(TRY IT)
Please, could you print all the lines below exactly, leaving out the pictures?

[Records excerpted from a collection]
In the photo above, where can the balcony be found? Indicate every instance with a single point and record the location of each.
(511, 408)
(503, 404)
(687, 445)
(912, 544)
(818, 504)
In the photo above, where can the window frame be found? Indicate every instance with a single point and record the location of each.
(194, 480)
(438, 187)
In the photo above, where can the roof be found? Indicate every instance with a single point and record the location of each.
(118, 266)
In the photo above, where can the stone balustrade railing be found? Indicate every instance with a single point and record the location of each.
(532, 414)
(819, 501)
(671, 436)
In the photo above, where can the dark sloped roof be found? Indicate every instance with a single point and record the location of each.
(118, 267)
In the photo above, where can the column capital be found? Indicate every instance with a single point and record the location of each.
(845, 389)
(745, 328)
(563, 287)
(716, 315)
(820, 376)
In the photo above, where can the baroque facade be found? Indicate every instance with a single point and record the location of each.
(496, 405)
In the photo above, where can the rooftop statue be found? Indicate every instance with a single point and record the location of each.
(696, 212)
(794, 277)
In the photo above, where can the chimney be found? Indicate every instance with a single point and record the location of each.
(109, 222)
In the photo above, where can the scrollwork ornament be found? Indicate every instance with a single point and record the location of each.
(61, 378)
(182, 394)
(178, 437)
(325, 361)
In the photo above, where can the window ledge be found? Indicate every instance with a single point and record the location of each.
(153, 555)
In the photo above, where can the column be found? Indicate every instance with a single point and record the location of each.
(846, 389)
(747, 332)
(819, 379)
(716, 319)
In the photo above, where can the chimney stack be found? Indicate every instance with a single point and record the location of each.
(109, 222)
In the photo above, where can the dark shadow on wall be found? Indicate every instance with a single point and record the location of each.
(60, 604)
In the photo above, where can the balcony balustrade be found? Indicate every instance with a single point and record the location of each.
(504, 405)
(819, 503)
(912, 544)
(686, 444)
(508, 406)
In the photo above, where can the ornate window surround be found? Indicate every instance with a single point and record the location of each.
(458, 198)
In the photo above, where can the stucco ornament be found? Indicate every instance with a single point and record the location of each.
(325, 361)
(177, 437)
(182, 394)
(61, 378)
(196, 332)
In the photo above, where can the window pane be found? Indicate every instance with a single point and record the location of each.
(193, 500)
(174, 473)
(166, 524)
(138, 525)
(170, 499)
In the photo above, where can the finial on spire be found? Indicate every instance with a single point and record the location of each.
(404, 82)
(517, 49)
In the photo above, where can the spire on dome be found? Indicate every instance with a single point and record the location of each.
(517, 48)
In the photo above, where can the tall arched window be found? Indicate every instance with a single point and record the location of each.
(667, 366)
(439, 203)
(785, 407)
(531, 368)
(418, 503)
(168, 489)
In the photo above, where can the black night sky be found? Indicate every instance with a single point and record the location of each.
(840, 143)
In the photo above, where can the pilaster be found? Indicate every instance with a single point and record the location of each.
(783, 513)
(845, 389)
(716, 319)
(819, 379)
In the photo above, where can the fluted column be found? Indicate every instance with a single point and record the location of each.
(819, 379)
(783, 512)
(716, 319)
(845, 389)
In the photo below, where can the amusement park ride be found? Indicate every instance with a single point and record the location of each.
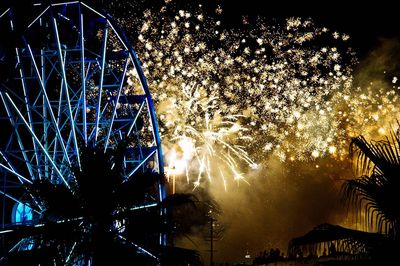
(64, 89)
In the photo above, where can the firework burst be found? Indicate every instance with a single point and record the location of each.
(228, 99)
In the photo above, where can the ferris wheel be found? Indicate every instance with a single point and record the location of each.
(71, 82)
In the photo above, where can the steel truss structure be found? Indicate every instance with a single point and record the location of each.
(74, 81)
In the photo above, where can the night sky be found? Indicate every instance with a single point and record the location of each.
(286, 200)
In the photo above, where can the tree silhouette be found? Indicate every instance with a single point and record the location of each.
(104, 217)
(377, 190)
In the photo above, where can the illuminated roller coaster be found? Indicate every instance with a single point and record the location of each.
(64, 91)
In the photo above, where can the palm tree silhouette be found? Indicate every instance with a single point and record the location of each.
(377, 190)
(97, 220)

(RESULT BELOW)
In the photo above, where can the balcony be found? Indicate every instance with a single point and record the location of each.
(511, 408)
(503, 404)
(687, 445)
(912, 544)
(818, 504)
In the photo above, where can the window frame be found? Indicate every instance with a single point and record the location of each.
(194, 480)
(438, 187)
In the photo above, where can the roof be found? Indicate every instance with a single point and record the location of each.
(118, 266)
In the photo above, where can the stone balustrade railing be found? Indicate every instance with a single point and record the location of each.
(532, 414)
(819, 501)
(671, 436)
In the photo above, where can the dark sloped roof be found? Indicate every instance with a single point and record the location of each.
(118, 267)
In the photo above, where can the column capital be found? Indicate every instance with a single point and record the location of each.
(845, 389)
(745, 328)
(563, 287)
(716, 315)
(820, 376)
In the photo above, where can the baroque facade be found? Indicate every instance with a single point and record the location of each.
(496, 405)
In the photo above, where can the rooftop statue be found? Indicate every instance with a single point and record the location of each.
(696, 212)
(794, 277)
In the photo above, where can the chimney be found? Indicate every instance with a single point and record the location of each.
(109, 222)
In the photo above, where can the scrollwork ornament be found? Indicate every instance with a single point and record the location of each.
(61, 378)
(182, 394)
(178, 437)
(325, 361)
In the photo above, where can the window ledge be found? Indicate every instance with a single point and record the location of each.
(153, 555)
In the photo above, where can the column be found? Indicate every instance with a single point and record the location of each.
(846, 389)
(747, 332)
(819, 379)
(716, 319)
In the photo above, where can the chimney stack be found? Indicate every instance with a single point and record the location of each.
(109, 222)
In the photo above, where can the dark shadow on wall be found? Indicate every instance with a single point and record the location of each.
(60, 604)
In the photo above, where can the balcony balustrade be found? Indicate every instance with a single point and record the location of each.
(504, 405)
(819, 503)
(912, 544)
(686, 444)
(508, 406)
In the photo above, where can the ornate window surround be found? Indicate every instance with a single point and record the location of each.
(458, 198)
In the photo above, where can the stucco ornament be found? Indicate every instance with a single point and record the location of each.
(325, 361)
(177, 437)
(182, 394)
(61, 378)
(196, 332)
In the photo above, where can the window pane be found? Indicate every instance with a single point and record the location of each.
(193, 500)
(174, 473)
(166, 524)
(138, 525)
(170, 499)
In the photo above, where can the finial on spire be found? Indicate every instance with a single point and record the location of each.
(404, 82)
(517, 49)
In the photo above, where can the spire on dome be found? Indicate every instance with a single point and record the location of each.
(517, 48)
In the photo above, where can the tall arched window be found? Indicate every instance with a single point and record the location of each.
(667, 366)
(439, 203)
(785, 407)
(531, 368)
(418, 503)
(168, 489)
In the photo above, where can the black night sky be found? Indicate every instance with a single point and record the location of each.
(840, 143)
In the photo above, where can the pilaster be found? Indicate every instance with a single point and record the location of each.
(783, 513)
(845, 389)
(716, 319)
(819, 379)
In the photo above, where can the fluted column be found? Indicate every instance with a single point and record the location of each.
(819, 379)
(783, 512)
(716, 319)
(845, 389)
In the photo below, where can the amusement park ride be found? Indicate every instance with a single point and record the location of each.
(64, 89)
In the photo above, where can the firework burst be found? Indicate every instance with a single point and record the location of each.
(228, 99)
In the photo above, where can the ferris wheel be found? Indicate every instance with a single point and record the location of each.
(71, 82)
In the photo above, where can the steel truss structure be found? Indicate every instance with a single point and record the location of each.
(74, 81)
In the photo above, where can the night sky be found? Indicate every instance with a single point and record the location of each.
(286, 200)
In the photo above, where can the tree silhouette be found? Indicate every instance with a single point and record the location of each.
(104, 217)
(377, 190)
In the photo above, where can the illuminated roller coaster be found? Indicate every instance with a single point and record the location of each.
(64, 91)
In the photo above, where can the palm tree silhouette be found? Indicate every instance with a single point and record the location of each.
(377, 190)
(97, 220)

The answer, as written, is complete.